■ **WHAT IS EXPECTED**
The records follow. Print, word for word, the first line through the "Trace every instance of the shadow" line.

■ **MATERIAL PROVIDED**
►

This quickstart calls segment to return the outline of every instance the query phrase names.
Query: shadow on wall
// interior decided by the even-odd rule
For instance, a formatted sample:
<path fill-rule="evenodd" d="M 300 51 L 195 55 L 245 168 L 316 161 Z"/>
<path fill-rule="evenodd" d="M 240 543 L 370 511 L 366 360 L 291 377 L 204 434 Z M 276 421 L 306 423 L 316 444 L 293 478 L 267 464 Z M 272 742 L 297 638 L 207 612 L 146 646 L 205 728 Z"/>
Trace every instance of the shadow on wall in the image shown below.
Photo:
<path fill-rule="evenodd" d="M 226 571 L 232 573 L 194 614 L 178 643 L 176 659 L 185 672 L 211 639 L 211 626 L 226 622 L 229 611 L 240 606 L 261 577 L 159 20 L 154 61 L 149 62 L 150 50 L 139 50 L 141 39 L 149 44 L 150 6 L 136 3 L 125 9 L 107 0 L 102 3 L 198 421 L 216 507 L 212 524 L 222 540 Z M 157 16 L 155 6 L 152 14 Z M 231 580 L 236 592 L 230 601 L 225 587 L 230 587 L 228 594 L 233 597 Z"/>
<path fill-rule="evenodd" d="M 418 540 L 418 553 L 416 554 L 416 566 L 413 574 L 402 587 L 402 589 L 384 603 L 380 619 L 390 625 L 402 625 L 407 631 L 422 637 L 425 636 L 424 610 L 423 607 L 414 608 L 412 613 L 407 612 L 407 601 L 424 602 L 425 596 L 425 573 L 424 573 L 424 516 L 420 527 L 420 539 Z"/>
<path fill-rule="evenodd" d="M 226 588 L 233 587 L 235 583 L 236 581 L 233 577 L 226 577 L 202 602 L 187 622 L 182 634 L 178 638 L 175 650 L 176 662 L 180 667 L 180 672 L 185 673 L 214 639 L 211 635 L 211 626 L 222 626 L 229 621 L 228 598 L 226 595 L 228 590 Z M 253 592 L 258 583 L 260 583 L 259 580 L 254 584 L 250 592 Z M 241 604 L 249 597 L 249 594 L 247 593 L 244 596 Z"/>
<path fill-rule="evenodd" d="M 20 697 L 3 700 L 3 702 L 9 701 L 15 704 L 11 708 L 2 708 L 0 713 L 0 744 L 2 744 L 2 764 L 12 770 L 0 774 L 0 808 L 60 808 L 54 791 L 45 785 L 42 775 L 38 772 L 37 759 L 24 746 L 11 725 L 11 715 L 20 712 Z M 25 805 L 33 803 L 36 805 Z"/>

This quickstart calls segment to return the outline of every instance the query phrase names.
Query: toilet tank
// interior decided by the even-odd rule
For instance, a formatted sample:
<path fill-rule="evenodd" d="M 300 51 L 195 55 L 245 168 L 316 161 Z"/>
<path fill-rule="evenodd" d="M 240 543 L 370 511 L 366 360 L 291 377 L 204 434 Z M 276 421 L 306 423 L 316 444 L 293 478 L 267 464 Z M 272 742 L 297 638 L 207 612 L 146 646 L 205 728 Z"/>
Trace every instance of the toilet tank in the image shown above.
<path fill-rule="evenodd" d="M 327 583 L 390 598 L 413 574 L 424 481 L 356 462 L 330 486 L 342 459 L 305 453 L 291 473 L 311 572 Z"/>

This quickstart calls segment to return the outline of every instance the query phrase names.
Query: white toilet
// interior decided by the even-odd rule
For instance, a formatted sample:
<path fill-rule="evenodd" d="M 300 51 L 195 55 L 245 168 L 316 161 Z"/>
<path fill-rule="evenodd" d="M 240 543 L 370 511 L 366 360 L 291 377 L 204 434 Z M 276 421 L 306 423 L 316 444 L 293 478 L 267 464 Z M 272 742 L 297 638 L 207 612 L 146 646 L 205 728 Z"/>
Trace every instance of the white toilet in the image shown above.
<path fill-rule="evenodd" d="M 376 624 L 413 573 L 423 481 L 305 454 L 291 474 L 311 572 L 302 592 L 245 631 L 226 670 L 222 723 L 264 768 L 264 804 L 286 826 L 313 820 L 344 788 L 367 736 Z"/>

◄

■ **RESULT**
This quickstart calls segment to return the outline of every instance the query phrase names.
Query: shadow on wall
// interior decided by the even-odd rule
For instance, a formatted sample:
<path fill-rule="evenodd" d="M 300 51 L 195 55 L 245 168 L 316 161 Z"/>
<path fill-rule="evenodd" d="M 240 543 L 370 511 L 366 360 L 291 377 L 204 434 Z M 276 421 L 306 423 L 316 444 L 293 478 L 267 464 Z M 272 742 L 297 638 L 207 612 L 146 646 L 205 728 Z"/>
Trace every instance of the shadow on wall in the image shown below.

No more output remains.